WHAT IS ASKED:
Could you copy the passage on an executor's sale of a decedent's real estate, word for word, from "The next section" to "persons parties defendant."?

* BEGIN EXCERPT PROVIDED *

When the executor is acting by virtue of his office and sells real estate of the testator to pay just debts of the decedent no question can arise as to the validity of the title he conveys to a purchaser of the decedent's real estate when all the legal requirements for making such a sale are performed. The statutory regulations which make the decedent's debts a charge upon the realty of the estate if the personalty is not sufficient to make assets to pay those obligations are clear.

"When the executor or administrator has made a true and just account of the personal estate and debts to the county court, and it is ascertained that the personality of a decedent is insufficient to pay the just claims against the estate, and there is real estate to which such decedent had claim or title, such real estate, or such portion as may be necessary to satisfy the indebtedness of such decedent, and the expenses of administration, may be sold in the manner herein provided."

The next section of the statute provides for a petition by the executor for an order to sell and requires the making of all legally interested persons parties defendant.

* END EXCERPT PROVIDED *
* BEGIN DATA EXCERPTS *

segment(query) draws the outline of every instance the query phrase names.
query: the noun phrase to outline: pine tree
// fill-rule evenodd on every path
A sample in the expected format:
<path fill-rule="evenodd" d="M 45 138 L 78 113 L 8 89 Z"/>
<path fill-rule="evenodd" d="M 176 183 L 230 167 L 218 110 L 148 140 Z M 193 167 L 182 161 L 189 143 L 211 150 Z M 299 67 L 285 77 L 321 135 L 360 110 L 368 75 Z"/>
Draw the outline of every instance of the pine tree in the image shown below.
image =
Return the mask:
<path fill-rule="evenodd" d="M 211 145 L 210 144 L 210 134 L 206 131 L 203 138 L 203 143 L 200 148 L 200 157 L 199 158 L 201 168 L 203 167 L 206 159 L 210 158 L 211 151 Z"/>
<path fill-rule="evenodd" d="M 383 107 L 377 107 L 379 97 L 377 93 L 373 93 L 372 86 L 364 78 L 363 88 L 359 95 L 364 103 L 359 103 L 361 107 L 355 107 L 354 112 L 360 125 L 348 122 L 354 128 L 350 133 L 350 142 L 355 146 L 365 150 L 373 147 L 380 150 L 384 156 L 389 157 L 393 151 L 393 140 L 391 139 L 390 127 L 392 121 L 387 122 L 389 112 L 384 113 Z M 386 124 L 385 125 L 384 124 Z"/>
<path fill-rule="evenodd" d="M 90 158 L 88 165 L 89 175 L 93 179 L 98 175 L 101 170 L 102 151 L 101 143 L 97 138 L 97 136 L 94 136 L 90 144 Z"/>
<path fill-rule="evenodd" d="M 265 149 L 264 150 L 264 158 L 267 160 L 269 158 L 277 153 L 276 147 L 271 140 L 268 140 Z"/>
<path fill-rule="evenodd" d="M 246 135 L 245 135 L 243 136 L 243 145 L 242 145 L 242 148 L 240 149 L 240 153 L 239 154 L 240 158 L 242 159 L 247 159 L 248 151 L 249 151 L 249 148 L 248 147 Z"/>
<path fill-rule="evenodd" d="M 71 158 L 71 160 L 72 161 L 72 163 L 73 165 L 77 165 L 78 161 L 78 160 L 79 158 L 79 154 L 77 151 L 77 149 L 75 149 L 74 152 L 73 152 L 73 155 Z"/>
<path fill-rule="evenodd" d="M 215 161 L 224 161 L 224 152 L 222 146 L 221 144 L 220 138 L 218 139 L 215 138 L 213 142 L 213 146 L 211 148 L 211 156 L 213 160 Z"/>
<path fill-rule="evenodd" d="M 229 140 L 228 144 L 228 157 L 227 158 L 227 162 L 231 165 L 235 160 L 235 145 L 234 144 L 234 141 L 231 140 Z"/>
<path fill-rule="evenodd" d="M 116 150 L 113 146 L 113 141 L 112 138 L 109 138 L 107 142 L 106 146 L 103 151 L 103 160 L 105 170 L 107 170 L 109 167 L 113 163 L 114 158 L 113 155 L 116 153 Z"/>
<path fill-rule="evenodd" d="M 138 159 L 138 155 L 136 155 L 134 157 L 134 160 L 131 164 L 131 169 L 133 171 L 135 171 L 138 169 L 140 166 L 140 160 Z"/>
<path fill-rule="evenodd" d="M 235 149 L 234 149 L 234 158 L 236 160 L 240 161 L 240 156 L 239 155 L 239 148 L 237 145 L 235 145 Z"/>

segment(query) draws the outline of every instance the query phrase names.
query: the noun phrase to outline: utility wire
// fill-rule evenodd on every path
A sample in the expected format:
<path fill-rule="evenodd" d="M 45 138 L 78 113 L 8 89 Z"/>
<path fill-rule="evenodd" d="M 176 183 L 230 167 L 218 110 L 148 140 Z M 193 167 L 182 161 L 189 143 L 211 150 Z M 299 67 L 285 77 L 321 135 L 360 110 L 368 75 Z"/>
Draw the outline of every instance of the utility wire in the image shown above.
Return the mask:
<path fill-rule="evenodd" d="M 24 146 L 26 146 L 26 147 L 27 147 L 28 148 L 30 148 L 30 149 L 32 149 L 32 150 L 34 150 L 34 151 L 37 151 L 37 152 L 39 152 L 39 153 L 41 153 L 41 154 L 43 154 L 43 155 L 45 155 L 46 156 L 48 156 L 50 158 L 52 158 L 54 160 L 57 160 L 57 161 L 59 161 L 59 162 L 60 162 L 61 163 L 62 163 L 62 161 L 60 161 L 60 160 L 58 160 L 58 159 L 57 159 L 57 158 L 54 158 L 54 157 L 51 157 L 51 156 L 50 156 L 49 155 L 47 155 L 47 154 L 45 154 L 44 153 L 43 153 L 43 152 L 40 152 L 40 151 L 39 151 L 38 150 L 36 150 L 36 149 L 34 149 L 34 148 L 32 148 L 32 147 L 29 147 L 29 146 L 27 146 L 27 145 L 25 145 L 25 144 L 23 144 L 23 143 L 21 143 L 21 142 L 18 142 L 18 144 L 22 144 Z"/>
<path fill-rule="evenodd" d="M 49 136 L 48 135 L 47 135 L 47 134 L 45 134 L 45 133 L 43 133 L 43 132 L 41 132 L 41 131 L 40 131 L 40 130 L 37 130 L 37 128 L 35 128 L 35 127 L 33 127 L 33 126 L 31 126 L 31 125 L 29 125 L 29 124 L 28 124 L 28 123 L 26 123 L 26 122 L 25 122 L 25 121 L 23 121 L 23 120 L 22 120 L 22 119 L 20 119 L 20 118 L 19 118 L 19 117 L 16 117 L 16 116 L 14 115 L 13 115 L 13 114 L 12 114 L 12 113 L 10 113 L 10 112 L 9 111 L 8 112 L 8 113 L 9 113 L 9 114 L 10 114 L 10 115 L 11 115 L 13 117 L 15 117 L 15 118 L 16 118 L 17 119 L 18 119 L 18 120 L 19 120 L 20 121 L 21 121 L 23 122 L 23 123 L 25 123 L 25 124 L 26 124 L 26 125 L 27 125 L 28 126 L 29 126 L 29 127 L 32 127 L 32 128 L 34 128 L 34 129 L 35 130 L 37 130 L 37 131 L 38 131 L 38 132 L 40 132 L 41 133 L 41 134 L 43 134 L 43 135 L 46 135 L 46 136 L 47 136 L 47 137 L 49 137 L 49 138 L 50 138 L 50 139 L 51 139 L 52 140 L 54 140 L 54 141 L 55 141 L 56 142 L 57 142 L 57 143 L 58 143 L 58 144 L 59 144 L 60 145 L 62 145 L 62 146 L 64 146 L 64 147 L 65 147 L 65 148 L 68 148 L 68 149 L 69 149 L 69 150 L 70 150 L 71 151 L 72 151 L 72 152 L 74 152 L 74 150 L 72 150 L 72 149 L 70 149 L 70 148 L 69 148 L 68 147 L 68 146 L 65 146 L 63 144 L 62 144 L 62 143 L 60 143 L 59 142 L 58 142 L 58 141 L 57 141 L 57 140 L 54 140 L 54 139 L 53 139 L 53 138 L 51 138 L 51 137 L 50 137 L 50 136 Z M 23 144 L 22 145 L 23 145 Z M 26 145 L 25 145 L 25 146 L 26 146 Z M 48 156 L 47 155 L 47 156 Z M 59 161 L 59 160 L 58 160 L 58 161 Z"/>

* END DATA EXCERPTS *

FINISHED TASK:
The next section of the statute provides for a petition by the executor for an order to sell and requires the making of all legally interested persons parties defendant.